Duplicate the part of the Georgia Open Records Act post that opens with the words containing "The House has" and closes with "is still out.", with no changes.

PASSAGE TO READ –
******

A FACE-LIFT FOR THE GEORGIA OPEN RECORDS ACT?
Posted by Christina Cribbs
This legislative session the Georgia Open Records Act is going under the knife. The Georgia General Assembly is currently taking under consideration fairly extensive changes to the Act (O.C.G.A. § 50-18-70 to § 50-18-77). The Open Records Act allows any member of the public to access, inspect, and reproduce public records. After a request for records, any public office or agency must respond within three business days and make the requested records available for viewing and/or copying. Charges for researching and pulling the responsive records and for copying the records may apply.
Not all information retained by a public agency is available through an open records request; in fact, the new version of the Act includes 44 exceptions to the general rule of accessibility. Government records not available to the public through an open records request include medical files, personal information about government employees, information regarding a pending law enforcement investigation, and information covered by the attorney-client privilege.
The proposed changes to the Open Records Act are compiled in House Bill 397 (“HB 397”), which was authored by Georgia’s Attorney General, Sam Olens. If passed, the new version of the Act would more narrowly define what is covered by the attorney-client privilege by making any factual findings of an attorney’s investigation available to the public through an open records request. The legal conclusions of an attorney conducting an investigation on behalf of a government agency would still be protected by the privilege.
Other changes to the Open Records Act proposed by HB 397 include an increase in fines for violations, and a decrease in the maximum charge for copies. Any person or entity that knowingly and willfully violates the Open Records Act by failing to provide access to records, or by making records difficult to review, would be subject to a fine up to $1,000. This is an increase from the current $500 maximum fine. The new Bill would also reduce the maximum charge for copies from .25 cents per page to .10 cents per page. Both of these changes favor greater accessibility of records and should make government cooperation more likely and record reproduction fees less expensive.
The House has already passed HB 397; the future of the Open Records Act is now in the hands of the Senate. As for that face-lift, the doctor is still out.

******

STORED DATA –

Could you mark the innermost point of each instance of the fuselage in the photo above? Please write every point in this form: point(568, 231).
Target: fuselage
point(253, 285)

******

RESPONSE –
The House has already passed HB 397; the future of the Open Records Act is now in the hands of the Senate. As for that face-lift, the doctor is still out.